Render the stretch from the line containing "Where can the mountain" through the end of the records as a numbered list, leaving out blank lines and the pictures.
■ ■ ■
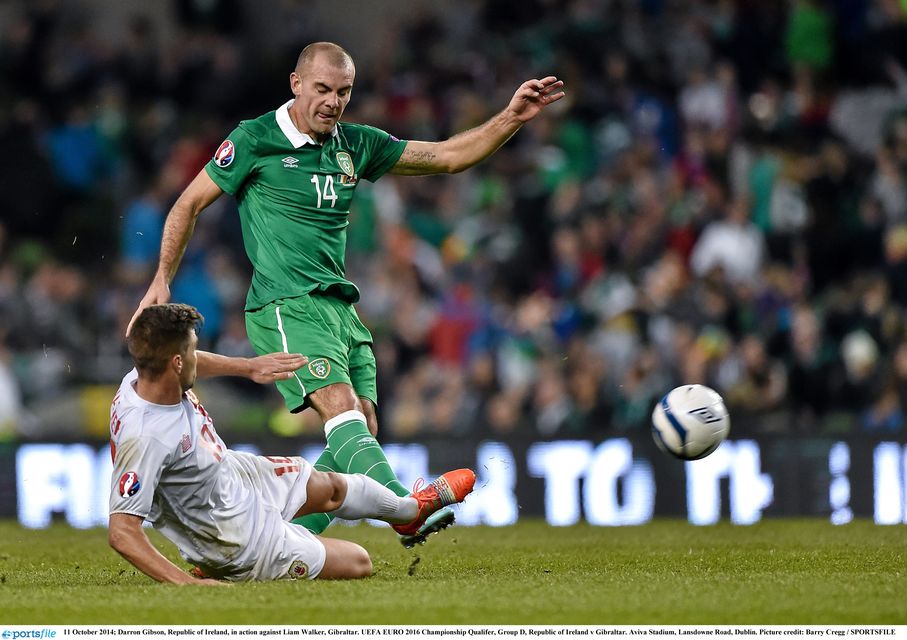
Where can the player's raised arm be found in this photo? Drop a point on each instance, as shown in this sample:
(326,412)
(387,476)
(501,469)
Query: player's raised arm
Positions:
(262,369)
(126,536)
(178,228)
(471,147)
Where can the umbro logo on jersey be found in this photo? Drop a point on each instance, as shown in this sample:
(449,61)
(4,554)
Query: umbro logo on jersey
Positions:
(129,484)
(225,154)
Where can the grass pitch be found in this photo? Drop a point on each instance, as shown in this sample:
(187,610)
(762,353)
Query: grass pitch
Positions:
(666,572)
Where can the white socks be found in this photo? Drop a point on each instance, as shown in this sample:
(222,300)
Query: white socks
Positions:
(365,498)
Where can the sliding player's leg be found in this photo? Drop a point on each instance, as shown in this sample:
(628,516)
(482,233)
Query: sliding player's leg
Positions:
(355,496)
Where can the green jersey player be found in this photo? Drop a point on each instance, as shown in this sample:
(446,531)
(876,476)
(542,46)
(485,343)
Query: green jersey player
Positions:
(293,172)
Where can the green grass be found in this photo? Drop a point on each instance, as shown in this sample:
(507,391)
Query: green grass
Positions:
(666,572)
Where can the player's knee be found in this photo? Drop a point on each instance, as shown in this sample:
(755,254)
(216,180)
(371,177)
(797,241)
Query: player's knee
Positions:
(360,563)
(338,488)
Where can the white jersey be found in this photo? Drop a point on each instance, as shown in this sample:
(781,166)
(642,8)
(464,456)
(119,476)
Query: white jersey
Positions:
(220,507)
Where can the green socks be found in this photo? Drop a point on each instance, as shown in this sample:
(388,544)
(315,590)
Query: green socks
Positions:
(351,449)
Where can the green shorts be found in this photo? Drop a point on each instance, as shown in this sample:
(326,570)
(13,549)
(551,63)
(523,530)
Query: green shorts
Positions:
(325,329)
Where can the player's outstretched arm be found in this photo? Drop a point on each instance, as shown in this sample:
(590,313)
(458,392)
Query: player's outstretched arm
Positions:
(125,535)
(471,147)
(178,228)
(262,369)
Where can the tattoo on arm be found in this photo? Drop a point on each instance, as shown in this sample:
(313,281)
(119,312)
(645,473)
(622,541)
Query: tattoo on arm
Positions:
(419,162)
(420,159)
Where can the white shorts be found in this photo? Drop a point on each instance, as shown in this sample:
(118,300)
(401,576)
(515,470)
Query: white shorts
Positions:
(282,550)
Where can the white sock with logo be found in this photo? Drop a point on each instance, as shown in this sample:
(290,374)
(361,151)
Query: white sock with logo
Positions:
(365,498)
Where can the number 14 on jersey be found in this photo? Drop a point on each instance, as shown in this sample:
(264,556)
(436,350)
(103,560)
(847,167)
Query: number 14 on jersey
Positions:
(327,193)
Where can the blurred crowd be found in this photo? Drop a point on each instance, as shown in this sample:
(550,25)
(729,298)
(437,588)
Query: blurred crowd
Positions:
(720,199)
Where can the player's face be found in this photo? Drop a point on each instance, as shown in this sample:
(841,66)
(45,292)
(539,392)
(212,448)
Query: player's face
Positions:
(189,372)
(322,92)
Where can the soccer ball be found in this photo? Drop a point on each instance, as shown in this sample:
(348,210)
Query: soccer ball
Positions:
(690,422)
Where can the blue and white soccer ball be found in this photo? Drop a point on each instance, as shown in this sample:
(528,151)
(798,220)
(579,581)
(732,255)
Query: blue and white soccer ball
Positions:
(690,422)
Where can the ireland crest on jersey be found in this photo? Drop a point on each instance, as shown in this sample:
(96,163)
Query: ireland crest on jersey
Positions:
(320,368)
(346,163)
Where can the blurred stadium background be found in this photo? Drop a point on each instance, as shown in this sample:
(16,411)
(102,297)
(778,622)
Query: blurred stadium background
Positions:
(720,199)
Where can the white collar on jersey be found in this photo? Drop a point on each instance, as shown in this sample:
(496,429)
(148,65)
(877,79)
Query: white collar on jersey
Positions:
(296,137)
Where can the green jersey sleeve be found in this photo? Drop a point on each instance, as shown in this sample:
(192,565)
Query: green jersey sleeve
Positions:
(383,151)
(234,161)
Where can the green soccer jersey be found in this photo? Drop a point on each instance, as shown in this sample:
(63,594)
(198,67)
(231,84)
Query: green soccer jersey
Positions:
(294,200)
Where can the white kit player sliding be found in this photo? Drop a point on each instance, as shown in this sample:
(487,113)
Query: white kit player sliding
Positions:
(228,512)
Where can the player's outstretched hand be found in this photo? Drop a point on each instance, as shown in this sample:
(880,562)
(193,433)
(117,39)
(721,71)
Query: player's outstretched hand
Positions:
(158,293)
(275,366)
(210,582)
(535,95)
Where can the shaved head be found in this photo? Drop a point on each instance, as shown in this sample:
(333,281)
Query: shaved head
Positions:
(335,55)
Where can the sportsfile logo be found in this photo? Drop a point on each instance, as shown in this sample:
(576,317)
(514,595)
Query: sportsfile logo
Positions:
(15,634)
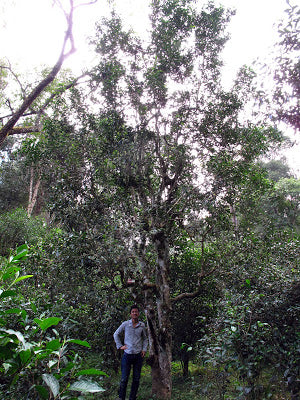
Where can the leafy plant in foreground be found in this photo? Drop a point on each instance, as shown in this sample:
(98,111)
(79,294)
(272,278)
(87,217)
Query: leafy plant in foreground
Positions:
(34,358)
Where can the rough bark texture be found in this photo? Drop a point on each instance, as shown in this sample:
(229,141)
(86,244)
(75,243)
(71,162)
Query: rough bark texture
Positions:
(160,339)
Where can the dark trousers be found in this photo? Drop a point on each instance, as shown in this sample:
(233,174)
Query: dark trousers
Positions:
(128,360)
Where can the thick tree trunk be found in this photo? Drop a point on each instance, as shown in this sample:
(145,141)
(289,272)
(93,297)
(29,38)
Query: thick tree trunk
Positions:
(160,339)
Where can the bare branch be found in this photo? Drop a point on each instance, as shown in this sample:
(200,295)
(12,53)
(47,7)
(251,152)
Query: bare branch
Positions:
(17,130)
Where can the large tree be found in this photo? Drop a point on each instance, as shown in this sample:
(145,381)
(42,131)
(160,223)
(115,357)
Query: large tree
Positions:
(162,157)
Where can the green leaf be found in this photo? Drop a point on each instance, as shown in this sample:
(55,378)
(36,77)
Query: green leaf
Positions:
(13,311)
(86,387)
(22,252)
(80,342)
(7,293)
(10,273)
(21,278)
(18,334)
(25,356)
(47,322)
(91,371)
(52,383)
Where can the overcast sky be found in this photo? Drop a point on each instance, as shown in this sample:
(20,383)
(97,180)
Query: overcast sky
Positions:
(31,32)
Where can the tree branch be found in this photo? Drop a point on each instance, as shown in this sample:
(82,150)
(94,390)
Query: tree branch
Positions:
(4,132)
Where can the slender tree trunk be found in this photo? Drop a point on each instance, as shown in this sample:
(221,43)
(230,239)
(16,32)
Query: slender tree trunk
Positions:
(33,191)
(160,338)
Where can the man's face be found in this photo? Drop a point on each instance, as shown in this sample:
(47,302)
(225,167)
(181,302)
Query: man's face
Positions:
(134,313)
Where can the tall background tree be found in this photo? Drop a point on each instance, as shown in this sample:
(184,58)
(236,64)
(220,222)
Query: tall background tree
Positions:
(163,156)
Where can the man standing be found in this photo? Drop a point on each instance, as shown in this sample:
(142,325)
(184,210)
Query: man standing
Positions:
(135,347)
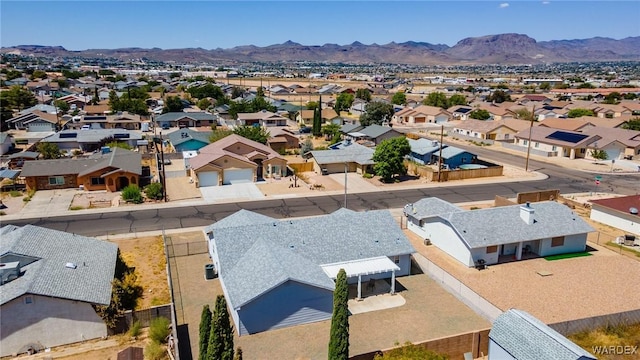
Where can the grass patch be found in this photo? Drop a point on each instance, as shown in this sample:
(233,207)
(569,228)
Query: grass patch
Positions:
(623,248)
(566,256)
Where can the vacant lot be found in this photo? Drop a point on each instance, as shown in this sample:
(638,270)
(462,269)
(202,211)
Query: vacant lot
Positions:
(146,254)
(430,312)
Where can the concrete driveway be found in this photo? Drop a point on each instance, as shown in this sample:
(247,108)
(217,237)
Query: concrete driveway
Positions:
(243,191)
(49,202)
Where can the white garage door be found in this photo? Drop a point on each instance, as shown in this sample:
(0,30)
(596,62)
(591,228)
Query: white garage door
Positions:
(208,178)
(237,176)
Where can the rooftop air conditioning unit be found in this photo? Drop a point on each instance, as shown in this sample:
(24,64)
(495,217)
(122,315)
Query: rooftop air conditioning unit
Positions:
(9,271)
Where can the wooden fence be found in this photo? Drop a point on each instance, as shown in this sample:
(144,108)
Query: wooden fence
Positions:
(475,342)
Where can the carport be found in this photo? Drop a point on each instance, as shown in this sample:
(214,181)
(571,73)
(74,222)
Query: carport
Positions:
(364,267)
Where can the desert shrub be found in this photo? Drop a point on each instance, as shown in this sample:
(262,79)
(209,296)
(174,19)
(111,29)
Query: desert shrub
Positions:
(159,330)
(153,191)
(155,351)
(131,193)
(135,329)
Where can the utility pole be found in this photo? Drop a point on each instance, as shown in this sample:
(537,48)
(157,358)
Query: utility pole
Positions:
(440,153)
(533,114)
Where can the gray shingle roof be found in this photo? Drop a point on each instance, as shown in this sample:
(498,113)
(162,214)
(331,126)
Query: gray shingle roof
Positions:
(503,225)
(353,152)
(527,338)
(257,253)
(126,160)
(48,275)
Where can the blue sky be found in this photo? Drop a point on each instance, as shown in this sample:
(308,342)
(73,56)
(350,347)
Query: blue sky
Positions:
(86,24)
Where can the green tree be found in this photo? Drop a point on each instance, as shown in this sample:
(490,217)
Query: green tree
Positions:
(49,150)
(172,104)
(154,191)
(573,113)
(498,96)
(457,99)
(479,114)
(389,158)
(339,338)
(218,134)
(410,351)
(399,98)
(220,345)
(255,133)
(364,94)
(598,154)
(38,74)
(436,99)
(376,113)
(343,102)
(204,104)
(307,145)
(316,130)
(205,330)
(633,124)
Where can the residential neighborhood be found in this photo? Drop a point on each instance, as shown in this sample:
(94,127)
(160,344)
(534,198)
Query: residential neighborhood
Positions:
(477,212)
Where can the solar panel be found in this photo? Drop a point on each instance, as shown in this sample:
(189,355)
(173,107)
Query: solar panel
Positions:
(567,136)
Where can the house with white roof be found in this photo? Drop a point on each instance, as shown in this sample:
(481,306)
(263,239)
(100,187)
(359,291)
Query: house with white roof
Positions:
(517,335)
(489,236)
(280,273)
(47,292)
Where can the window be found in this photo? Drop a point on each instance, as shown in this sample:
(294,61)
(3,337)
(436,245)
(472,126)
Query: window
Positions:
(557,241)
(56,180)
(97,181)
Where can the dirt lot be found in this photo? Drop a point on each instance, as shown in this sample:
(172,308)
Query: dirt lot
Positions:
(429,312)
(147,256)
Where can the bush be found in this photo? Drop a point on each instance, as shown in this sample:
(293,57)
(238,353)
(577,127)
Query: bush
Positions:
(155,351)
(132,194)
(135,329)
(159,330)
(154,191)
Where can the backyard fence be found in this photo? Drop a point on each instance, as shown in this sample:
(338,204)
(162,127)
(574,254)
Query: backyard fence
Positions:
(475,342)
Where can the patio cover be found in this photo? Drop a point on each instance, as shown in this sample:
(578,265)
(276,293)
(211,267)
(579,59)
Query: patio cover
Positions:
(362,267)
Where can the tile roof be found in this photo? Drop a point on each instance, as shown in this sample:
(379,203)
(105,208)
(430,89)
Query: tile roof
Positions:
(257,253)
(526,338)
(90,281)
(502,225)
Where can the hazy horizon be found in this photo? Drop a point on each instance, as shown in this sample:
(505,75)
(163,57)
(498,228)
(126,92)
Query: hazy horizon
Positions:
(223,24)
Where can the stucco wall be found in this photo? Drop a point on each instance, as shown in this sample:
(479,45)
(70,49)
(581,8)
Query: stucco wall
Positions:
(609,217)
(47,321)
(572,243)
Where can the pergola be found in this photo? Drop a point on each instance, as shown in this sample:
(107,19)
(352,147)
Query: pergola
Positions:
(363,267)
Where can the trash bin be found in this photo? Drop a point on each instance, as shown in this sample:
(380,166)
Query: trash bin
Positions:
(209,272)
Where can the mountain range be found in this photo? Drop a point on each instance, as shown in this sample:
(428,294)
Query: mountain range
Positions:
(491,49)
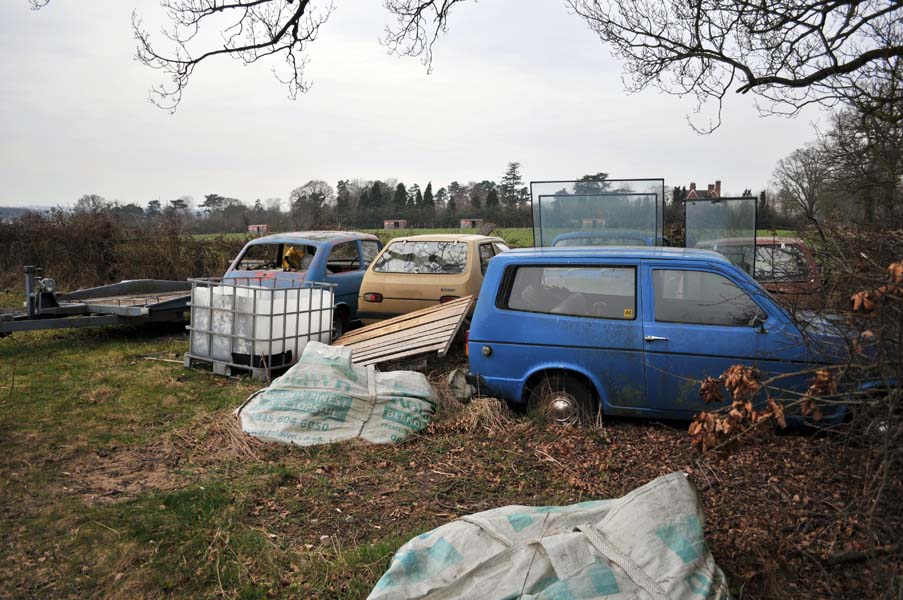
■ ■ ■
_RESPONSE FOR THIS EXERCISE_
1. Where can the mountain range be found in this photo? Drop a point on each instance, as shown in this sample:
2. (428,294)
3. Query: mountain range
4. Positions:
5. (491,49)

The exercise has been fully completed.